- WHAT YOU SHOULD DO -
Scan the records for the word "marker". Copy each line that includes it.

Records from a collection:
-----

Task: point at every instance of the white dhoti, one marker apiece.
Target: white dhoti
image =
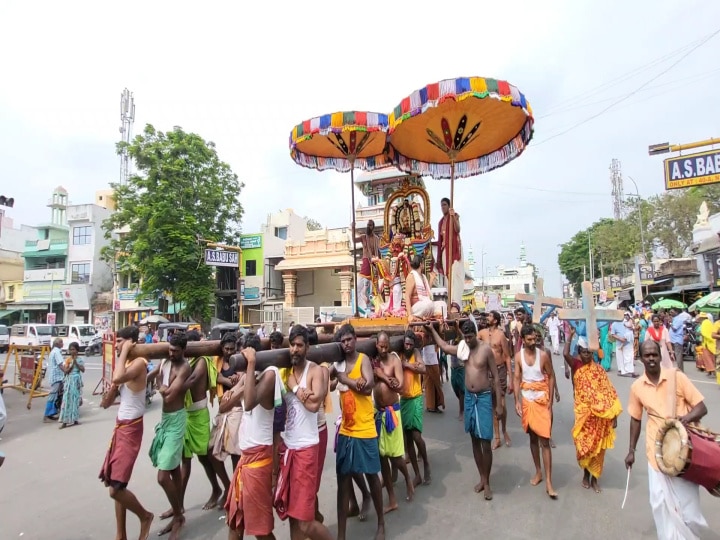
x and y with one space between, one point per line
625 357
364 287
676 506
555 339
458 282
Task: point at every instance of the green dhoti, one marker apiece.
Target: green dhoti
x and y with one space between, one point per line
167 446
411 411
197 433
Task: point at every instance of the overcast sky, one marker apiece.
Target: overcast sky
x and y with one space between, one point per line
242 74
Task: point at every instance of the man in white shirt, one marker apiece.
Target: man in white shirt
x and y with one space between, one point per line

-----

- WRITTEN SOLUTION -
Task: point at every instance of the white dhoti, one marker apiece.
Task: point at every instance of the green dhoti, one marker apiece.
Task: point at every instance of the overcast sky, one marker apiece.
Task: point at every instance of the man in white shirt, one marker apiece.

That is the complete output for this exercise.